Task instructions —
Given the listing below, write out exactly the lines starting with the line that has "Q: Identify a point on each instance of the vanity" and going on through the line that has "Q: Identify a point on each instance of the chrome", both kept.

Data records —

::::::::

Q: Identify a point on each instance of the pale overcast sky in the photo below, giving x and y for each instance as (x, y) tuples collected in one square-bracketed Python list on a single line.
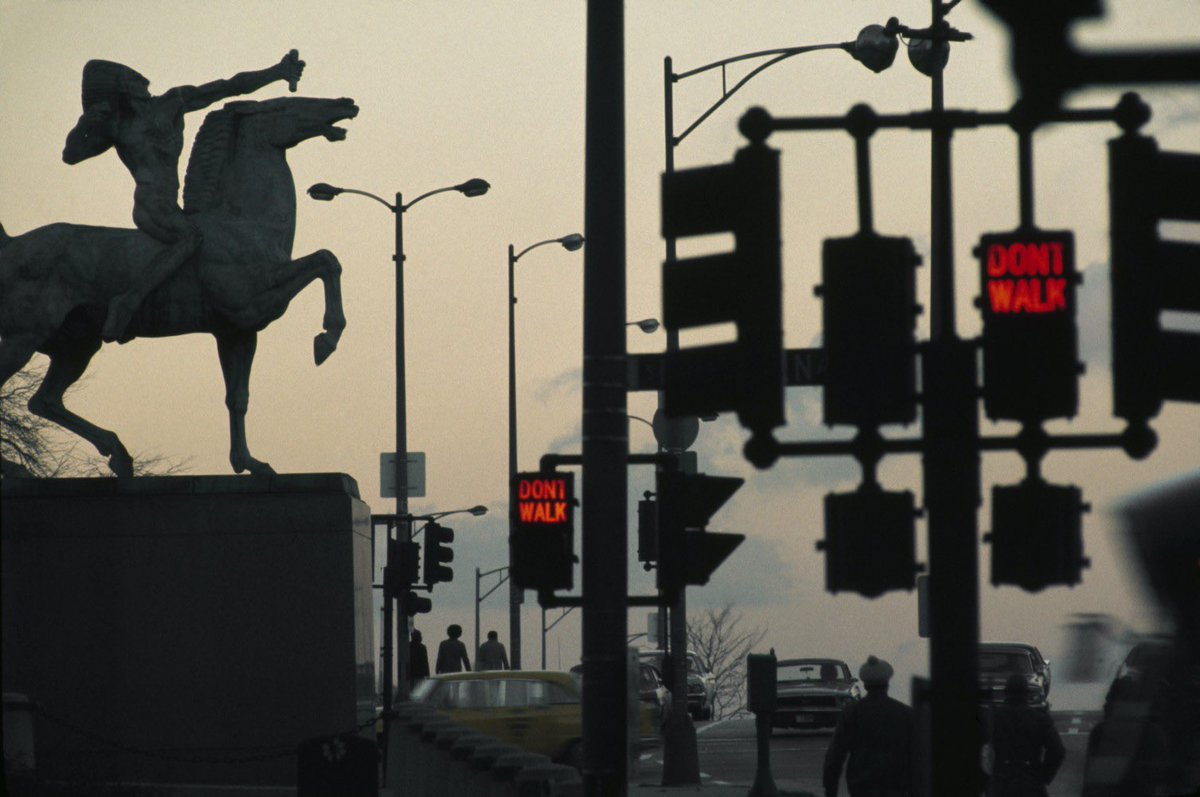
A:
[(490, 89)]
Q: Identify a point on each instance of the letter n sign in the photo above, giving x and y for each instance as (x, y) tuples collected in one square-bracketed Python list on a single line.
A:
[(543, 539), (1030, 342)]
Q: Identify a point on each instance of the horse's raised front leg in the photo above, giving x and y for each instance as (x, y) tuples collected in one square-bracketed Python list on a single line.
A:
[(237, 353), (285, 281), (67, 364)]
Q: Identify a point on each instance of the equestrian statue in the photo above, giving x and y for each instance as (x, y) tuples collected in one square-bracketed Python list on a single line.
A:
[(221, 264)]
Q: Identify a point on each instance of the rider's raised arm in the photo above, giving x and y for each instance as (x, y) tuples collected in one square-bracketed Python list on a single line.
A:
[(196, 97), (90, 136)]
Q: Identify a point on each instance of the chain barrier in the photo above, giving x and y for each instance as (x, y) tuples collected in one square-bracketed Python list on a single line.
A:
[(190, 755)]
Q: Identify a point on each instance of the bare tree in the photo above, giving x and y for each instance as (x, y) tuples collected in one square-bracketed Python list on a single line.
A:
[(31, 445), (715, 636)]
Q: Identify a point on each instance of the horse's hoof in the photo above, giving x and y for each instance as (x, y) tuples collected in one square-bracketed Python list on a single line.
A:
[(121, 465), (322, 347)]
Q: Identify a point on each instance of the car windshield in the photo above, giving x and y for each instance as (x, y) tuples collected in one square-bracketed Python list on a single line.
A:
[(493, 693), (1005, 661), (813, 671)]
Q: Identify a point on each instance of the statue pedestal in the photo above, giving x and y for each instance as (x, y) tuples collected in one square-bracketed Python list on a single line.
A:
[(187, 629)]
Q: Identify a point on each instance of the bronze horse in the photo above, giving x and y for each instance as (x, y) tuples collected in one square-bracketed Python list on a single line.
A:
[(57, 281)]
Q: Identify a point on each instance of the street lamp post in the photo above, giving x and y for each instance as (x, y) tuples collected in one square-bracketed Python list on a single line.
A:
[(325, 192), (571, 243), (875, 48)]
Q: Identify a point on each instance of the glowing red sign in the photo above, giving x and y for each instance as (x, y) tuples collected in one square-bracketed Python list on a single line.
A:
[(545, 498), (1027, 276)]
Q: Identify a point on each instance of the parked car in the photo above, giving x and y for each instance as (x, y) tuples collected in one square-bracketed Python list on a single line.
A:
[(534, 709), (1145, 657), (813, 693), (652, 691), (701, 683), (999, 660)]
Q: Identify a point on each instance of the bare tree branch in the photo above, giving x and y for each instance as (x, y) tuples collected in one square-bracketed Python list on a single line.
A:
[(33, 447), (715, 637)]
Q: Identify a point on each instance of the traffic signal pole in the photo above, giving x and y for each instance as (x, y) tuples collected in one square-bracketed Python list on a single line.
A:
[(605, 423), (951, 431)]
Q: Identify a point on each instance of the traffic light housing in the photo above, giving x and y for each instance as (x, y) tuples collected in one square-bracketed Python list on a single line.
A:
[(687, 553), (648, 529), (1030, 340), (869, 315), (413, 604), (870, 543), (543, 541), (743, 287), (1037, 534), (401, 569), (437, 553), (1149, 275)]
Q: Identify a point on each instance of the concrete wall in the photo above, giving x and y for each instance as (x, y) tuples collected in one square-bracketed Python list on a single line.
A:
[(203, 621)]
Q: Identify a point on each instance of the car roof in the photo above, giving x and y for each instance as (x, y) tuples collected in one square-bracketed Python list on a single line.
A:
[(1011, 647), (552, 676), (791, 661)]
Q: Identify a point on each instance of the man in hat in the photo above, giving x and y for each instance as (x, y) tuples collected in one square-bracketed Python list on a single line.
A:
[(451, 652), (876, 733), (492, 654), (148, 133), (1026, 749)]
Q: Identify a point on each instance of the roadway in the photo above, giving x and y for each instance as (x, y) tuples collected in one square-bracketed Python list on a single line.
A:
[(727, 755)]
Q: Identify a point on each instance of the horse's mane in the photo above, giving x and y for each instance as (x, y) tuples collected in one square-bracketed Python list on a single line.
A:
[(211, 151)]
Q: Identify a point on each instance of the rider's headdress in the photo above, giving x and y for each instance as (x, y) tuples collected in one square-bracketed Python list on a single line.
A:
[(102, 81)]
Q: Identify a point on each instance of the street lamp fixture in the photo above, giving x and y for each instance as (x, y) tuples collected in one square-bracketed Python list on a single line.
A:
[(571, 243), (647, 324), (325, 192)]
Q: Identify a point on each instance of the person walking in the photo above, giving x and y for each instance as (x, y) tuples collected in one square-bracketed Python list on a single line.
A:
[(451, 652), (876, 735), (418, 660), (492, 654), (1025, 745)]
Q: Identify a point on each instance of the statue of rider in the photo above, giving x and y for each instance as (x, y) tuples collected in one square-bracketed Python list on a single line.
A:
[(148, 133)]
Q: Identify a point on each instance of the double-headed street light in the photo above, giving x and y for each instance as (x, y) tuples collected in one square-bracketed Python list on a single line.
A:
[(571, 243), (325, 192)]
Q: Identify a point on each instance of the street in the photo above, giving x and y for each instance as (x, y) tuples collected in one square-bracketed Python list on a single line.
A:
[(727, 755)]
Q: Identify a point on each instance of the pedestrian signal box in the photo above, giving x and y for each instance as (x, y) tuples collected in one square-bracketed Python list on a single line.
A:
[(543, 543), (1030, 340)]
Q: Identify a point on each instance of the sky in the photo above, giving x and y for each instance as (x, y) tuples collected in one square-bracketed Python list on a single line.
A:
[(496, 90)]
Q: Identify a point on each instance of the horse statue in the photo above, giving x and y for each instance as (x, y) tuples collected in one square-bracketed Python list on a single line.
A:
[(57, 281)]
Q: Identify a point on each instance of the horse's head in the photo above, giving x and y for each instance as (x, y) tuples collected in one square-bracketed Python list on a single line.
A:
[(286, 121)]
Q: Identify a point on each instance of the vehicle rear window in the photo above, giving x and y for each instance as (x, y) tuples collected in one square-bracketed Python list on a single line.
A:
[(813, 671), (1005, 661)]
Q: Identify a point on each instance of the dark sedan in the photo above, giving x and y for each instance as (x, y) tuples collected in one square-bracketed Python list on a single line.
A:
[(811, 693)]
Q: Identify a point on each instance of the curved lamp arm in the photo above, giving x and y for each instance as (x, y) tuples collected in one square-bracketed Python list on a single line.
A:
[(570, 243)]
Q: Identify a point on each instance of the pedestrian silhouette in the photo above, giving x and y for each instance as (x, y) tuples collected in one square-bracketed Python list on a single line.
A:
[(451, 652), (492, 654), (418, 659), (1026, 749), (876, 733)]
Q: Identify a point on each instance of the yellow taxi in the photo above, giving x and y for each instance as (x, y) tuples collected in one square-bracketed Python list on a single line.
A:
[(537, 709)]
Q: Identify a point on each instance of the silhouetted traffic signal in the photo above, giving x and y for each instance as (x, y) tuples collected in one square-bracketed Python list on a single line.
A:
[(648, 529), (687, 553), (869, 288), (401, 570), (1030, 340), (743, 287), (543, 543), (870, 543), (437, 552), (1037, 534), (1151, 364), (413, 604)]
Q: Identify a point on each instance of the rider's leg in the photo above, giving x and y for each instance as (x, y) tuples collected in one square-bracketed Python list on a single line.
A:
[(169, 226)]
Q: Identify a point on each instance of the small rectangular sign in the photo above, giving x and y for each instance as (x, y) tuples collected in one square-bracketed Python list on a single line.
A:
[(414, 480)]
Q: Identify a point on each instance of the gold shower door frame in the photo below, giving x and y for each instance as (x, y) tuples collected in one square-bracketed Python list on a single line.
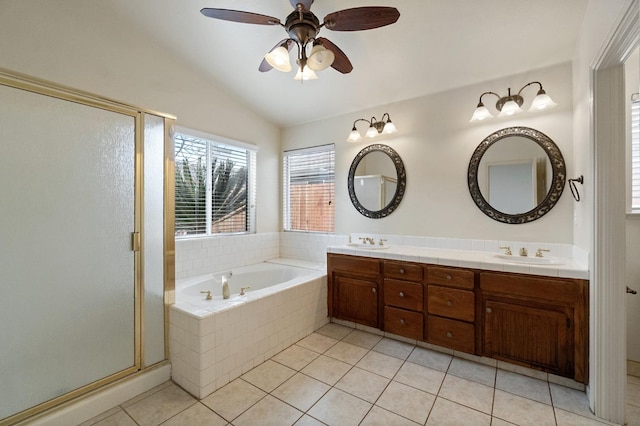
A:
[(23, 82)]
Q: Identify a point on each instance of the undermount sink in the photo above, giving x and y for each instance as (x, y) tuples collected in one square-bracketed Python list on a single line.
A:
[(529, 260), (367, 246)]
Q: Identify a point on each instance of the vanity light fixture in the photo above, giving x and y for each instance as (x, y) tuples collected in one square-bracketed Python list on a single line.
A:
[(511, 104), (375, 129)]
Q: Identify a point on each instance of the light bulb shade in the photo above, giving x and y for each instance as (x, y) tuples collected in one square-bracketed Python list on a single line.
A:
[(354, 136), (541, 102), (481, 113), (279, 59), (510, 108), (305, 75), (371, 132), (389, 128), (320, 58)]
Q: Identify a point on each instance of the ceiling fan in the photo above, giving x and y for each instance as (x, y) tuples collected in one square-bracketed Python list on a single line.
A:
[(303, 27)]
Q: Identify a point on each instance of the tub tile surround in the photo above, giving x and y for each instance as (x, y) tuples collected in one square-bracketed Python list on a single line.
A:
[(198, 256), (202, 255), (209, 351)]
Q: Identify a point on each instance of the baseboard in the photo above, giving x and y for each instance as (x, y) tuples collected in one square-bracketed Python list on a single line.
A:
[(88, 406)]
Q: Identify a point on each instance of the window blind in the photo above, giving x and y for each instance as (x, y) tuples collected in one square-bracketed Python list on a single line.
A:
[(309, 189), (215, 187)]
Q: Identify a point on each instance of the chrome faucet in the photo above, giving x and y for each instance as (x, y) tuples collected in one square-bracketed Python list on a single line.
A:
[(507, 250), (539, 252)]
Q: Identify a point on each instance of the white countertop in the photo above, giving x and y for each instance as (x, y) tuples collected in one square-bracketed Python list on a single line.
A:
[(566, 268)]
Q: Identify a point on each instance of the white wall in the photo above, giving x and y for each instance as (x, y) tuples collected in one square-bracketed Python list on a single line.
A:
[(597, 29), (436, 141), (83, 44)]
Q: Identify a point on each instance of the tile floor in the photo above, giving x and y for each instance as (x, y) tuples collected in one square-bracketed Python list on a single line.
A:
[(340, 376)]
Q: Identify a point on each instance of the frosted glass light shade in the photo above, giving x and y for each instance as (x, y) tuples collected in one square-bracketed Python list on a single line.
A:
[(541, 102), (354, 136), (320, 58), (389, 128), (481, 113), (305, 75), (279, 59), (371, 133), (510, 108)]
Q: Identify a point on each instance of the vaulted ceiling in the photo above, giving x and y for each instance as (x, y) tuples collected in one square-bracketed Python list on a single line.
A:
[(436, 45)]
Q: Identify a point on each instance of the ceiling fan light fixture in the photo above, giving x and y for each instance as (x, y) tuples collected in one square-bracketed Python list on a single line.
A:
[(306, 74), (320, 58), (278, 58)]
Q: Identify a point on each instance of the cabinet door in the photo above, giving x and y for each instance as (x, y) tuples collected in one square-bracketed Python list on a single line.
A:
[(356, 299), (531, 336)]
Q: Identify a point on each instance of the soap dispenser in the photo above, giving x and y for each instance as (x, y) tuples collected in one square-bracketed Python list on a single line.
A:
[(225, 288)]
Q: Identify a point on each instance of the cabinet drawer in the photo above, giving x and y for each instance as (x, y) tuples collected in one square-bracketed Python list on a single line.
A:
[(451, 277), (403, 271), (403, 323), (456, 335), (354, 264), (451, 303), (402, 294)]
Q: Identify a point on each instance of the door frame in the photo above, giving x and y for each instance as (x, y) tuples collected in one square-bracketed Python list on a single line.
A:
[(607, 386)]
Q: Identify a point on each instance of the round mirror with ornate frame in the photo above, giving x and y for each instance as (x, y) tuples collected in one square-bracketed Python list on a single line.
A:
[(515, 188), (377, 189)]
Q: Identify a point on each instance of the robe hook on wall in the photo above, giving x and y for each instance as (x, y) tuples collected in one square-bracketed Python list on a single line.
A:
[(574, 188)]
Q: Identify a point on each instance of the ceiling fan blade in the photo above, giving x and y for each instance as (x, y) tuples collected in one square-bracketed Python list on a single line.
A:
[(361, 18), (306, 3), (240, 16), (341, 63), (266, 66)]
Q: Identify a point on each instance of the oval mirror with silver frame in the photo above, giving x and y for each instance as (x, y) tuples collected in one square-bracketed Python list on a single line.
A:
[(516, 175), (377, 181)]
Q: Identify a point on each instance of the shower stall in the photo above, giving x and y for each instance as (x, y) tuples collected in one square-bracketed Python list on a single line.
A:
[(84, 243)]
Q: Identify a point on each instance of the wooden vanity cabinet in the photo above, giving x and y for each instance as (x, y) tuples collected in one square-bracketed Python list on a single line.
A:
[(354, 289), (538, 322), (534, 321), (450, 302), (403, 299)]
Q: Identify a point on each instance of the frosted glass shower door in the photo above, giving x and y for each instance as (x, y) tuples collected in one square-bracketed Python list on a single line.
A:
[(67, 269)]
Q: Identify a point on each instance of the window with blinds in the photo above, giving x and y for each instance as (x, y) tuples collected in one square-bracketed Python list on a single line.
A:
[(635, 156), (309, 189), (215, 187)]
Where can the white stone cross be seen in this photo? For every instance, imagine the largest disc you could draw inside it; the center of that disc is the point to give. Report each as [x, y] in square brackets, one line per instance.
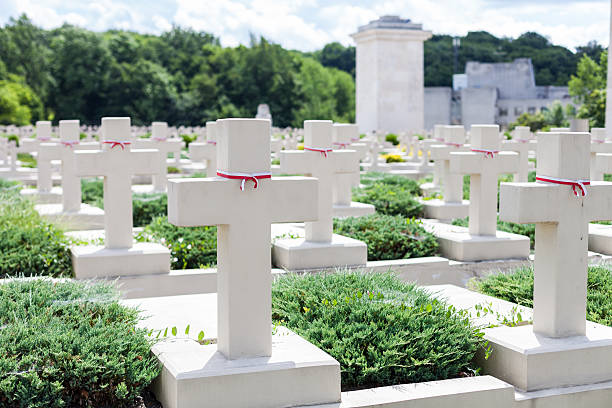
[561, 208]
[320, 161]
[64, 151]
[117, 163]
[159, 140]
[454, 141]
[206, 151]
[344, 137]
[522, 143]
[244, 218]
[483, 164]
[599, 144]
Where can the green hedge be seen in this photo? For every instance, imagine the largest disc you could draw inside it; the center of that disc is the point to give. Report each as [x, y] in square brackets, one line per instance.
[391, 195]
[382, 331]
[522, 229]
[145, 207]
[388, 237]
[29, 245]
[68, 344]
[517, 287]
[190, 247]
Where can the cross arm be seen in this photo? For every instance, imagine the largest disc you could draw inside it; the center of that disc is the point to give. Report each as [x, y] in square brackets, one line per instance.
[293, 199]
[296, 161]
[147, 161]
[201, 151]
[345, 161]
[197, 202]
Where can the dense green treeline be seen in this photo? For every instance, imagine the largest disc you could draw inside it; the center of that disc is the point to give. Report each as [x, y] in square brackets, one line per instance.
[186, 77]
[181, 76]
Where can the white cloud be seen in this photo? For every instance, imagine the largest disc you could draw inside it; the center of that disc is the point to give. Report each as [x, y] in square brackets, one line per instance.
[309, 24]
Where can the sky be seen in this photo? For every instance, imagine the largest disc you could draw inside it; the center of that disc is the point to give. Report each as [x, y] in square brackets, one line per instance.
[308, 25]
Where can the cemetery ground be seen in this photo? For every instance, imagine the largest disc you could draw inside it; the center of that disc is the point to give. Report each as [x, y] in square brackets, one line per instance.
[85, 347]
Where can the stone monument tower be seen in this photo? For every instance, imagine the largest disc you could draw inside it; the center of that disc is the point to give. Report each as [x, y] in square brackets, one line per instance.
[390, 83]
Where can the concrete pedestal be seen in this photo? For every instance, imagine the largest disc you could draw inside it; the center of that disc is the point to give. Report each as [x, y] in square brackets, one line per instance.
[440, 210]
[533, 362]
[600, 238]
[99, 262]
[298, 254]
[87, 218]
[355, 209]
[52, 197]
[297, 373]
[457, 243]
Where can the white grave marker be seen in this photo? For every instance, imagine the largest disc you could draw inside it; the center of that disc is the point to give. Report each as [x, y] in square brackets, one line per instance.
[245, 367]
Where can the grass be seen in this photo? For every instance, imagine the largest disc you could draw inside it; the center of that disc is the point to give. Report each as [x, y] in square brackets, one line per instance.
[382, 331]
[517, 287]
[70, 344]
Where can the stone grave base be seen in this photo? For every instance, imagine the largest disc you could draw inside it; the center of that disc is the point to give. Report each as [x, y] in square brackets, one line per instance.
[355, 209]
[195, 375]
[440, 210]
[144, 258]
[600, 238]
[87, 218]
[298, 254]
[52, 197]
[532, 362]
[429, 189]
[457, 243]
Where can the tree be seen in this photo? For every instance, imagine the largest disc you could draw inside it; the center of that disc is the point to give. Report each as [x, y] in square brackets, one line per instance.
[588, 87]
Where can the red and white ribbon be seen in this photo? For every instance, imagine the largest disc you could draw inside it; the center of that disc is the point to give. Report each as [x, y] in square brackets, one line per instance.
[576, 184]
[115, 143]
[254, 177]
[314, 149]
[487, 153]
[69, 143]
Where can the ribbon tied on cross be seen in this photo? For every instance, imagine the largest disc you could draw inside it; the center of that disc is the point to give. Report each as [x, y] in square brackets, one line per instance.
[254, 177]
[315, 149]
[578, 186]
[70, 144]
[115, 143]
[487, 152]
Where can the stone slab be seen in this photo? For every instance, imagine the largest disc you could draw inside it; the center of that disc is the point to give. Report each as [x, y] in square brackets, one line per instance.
[600, 238]
[298, 254]
[472, 392]
[87, 218]
[457, 243]
[533, 362]
[94, 261]
[52, 197]
[355, 209]
[440, 210]
[297, 373]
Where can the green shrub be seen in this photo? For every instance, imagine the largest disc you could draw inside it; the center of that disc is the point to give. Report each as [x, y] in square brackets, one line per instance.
[69, 344]
[392, 138]
[388, 237]
[382, 331]
[145, 206]
[28, 244]
[190, 247]
[391, 195]
[517, 287]
[521, 229]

::::::::

Answer to the exercise —
Q: Identify a point on each instance of the vanity light fixture in the photo above, giving x and y for each instance as (x, y) tuples collected in one square-bracketed Python list on a single line.
A:
[(511, 104), (375, 129)]
Q: Identify a point on each instance of the light bulb shade in the photo above, giving x and y for each instance as (x, y) tuples collected in one square-bracketed Python list on a single line.
A:
[(354, 136), (541, 102), (481, 113), (279, 59), (510, 108), (305, 75), (371, 132), (389, 128), (320, 58)]
Q: Identify a point on each instance of the ceiling fan in the photo above, giving x and y for each instance as (x, y) tuples collected in one square-bracketed Python list on a single line.
A:
[(303, 27)]
Q: Identify a point on each instance of the tub tile surround in the photo above, giving x and y for each instance as (x, y) tuples collected in one square-bracketed Python list on a single line.
A:
[(198, 256), (202, 255), (209, 351)]
Q: Identify a point on each instance of the baseboard in the photo above, giving x and y for each instance as (x, y) tuples collected in one square-bracketed Python list on a single line.
A:
[(88, 406)]
Q: Identify a point on each instance of the window blind in the photo above, giving x and y for each instance as (x, y) tuples collected in one square-bracketed Python list on a single line.
A:
[(309, 189), (215, 187)]
Q: Identify a point on each instance of the chrome faucet in the photo above, giving x and y for each instance as (x, y) tuples collected in one square-bracketed Python list on a single line.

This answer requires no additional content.